__EXERCISE DESCRIPTION__: Search the data for the string "beetle" and copy each line in which it appears.

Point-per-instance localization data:
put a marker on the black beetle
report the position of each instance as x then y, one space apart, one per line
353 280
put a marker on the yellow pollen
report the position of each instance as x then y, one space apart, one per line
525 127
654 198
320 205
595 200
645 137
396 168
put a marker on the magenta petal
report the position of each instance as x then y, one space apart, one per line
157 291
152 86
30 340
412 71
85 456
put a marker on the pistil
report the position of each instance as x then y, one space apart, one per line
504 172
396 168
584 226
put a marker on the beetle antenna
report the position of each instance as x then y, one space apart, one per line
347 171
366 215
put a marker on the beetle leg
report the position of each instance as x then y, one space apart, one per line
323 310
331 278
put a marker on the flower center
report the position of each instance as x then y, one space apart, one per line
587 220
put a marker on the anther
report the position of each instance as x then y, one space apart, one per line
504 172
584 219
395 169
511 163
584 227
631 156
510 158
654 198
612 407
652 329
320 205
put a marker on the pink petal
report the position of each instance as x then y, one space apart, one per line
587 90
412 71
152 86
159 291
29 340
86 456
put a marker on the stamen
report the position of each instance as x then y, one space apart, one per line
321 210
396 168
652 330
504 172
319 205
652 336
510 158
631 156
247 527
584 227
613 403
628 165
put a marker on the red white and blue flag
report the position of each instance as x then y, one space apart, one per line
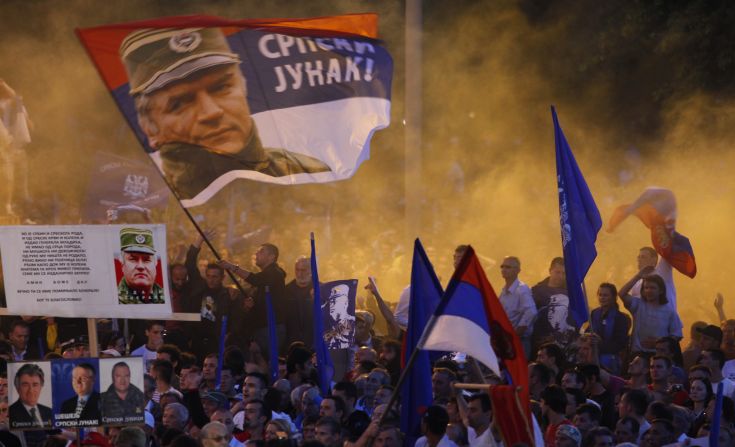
656 208
471 319
316 90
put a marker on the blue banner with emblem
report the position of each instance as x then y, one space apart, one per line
123 190
338 313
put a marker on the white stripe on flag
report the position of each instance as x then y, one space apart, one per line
453 333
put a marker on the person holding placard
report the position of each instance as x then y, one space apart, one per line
122 402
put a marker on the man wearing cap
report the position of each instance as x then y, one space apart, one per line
568 436
191 100
138 259
85 404
123 402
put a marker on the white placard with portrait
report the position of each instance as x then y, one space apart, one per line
93 271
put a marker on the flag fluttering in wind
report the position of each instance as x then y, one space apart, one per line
471 319
656 208
212 100
580 222
416 392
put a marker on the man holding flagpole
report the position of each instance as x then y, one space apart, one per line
517 301
580 222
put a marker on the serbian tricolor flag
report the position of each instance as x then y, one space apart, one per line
212 100
471 319
580 222
656 208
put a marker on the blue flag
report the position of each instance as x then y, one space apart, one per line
580 222
272 336
221 356
324 366
416 394
714 433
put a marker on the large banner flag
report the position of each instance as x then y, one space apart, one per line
121 188
211 100
272 336
93 271
580 222
324 365
416 392
338 313
471 319
656 208
82 392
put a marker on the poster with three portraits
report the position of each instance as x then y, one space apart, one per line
68 393
91 271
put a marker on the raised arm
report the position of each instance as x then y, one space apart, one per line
720 306
234 268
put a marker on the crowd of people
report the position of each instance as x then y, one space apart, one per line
621 379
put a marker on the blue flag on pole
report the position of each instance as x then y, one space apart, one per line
338 313
272 336
714 433
416 394
221 351
580 222
324 366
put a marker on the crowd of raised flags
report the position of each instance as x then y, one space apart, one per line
552 395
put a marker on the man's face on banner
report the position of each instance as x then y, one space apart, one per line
339 302
82 380
208 109
139 270
29 389
121 378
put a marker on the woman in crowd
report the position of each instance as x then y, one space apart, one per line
653 318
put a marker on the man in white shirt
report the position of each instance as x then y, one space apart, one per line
517 301
434 427
154 340
479 417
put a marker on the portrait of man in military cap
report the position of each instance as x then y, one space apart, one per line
138 259
191 100
340 328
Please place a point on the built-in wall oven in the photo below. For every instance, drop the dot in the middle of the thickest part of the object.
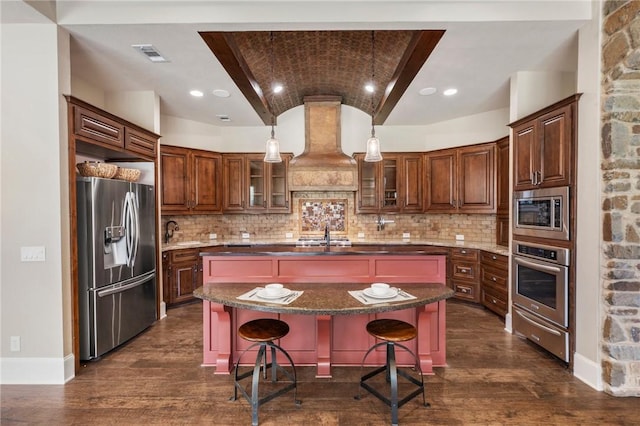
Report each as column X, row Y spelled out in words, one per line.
column 540, row 295
column 542, row 213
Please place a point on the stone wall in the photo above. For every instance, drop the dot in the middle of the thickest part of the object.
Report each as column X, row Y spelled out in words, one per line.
column 621, row 198
column 475, row 228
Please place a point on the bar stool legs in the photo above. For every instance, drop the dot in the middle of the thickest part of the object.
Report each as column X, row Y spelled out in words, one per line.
column 391, row 332
column 263, row 332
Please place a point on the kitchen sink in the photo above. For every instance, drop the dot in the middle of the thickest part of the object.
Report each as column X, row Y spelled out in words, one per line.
column 319, row 241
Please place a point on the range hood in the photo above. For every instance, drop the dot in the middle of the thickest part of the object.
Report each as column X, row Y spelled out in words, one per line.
column 322, row 166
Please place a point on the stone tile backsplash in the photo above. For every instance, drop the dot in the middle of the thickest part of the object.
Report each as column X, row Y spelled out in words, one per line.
column 475, row 228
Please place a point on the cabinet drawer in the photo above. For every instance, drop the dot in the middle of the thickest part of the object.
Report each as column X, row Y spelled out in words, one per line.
column 495, row 260
column 494, row 302
column 187, row 255
column 467, row 291
column 464, row 270
column 95, row 127
column 470, row 255
column 494, row 278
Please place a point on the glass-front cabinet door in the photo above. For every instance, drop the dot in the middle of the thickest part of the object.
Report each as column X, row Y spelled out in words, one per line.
column 267, row 189
column 257, row 184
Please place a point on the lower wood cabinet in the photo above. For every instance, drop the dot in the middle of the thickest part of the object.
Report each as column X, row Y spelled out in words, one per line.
column 494, row 279
column 465, row 274
column 182, row 273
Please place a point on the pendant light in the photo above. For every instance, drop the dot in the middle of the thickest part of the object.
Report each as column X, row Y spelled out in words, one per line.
column 373, row 153
column 272, row 150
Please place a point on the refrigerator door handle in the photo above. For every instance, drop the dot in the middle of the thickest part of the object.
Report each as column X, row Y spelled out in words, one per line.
column 121, row 288
column 136, row 227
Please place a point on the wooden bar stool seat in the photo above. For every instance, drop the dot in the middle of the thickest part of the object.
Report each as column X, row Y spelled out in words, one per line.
column 391, row 332
column 263, row 332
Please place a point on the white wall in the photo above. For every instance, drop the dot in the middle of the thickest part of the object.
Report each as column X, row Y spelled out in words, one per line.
column 34, row 207
column 588, row 296
column 355, row 126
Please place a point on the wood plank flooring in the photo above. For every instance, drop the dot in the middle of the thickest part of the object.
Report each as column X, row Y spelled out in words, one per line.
column 493, row 378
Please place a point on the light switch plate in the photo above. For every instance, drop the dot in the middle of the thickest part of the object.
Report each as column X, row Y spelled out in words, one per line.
column 32, row 254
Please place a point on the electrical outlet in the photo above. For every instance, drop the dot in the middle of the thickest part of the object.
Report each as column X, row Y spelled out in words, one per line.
column 15, row 343
column 32, row 254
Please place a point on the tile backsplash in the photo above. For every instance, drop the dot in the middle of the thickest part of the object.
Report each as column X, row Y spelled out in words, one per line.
column 479, row 228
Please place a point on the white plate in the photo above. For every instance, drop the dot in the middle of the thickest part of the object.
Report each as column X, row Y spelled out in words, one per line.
column 393, row 292
column 263, row 294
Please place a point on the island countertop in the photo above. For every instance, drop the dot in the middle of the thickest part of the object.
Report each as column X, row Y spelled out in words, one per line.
column 256, row 245
column 323, row 298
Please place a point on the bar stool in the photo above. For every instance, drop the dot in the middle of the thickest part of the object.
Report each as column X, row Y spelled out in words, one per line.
column 263, row 332
column 392, row 331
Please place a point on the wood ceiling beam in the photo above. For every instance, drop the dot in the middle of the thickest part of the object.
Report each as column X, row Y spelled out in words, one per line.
column 224, row 48
column 419, row 49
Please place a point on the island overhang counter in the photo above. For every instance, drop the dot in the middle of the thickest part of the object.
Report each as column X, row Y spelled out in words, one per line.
column 327, row 325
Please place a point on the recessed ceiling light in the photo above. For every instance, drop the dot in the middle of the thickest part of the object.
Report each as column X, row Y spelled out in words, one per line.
column 427, row 91
column 221, row 93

__TASK SOLUTION__:
put a marker on the black beetle
put a marker on the beetle antenna
put a marker on the beetle leg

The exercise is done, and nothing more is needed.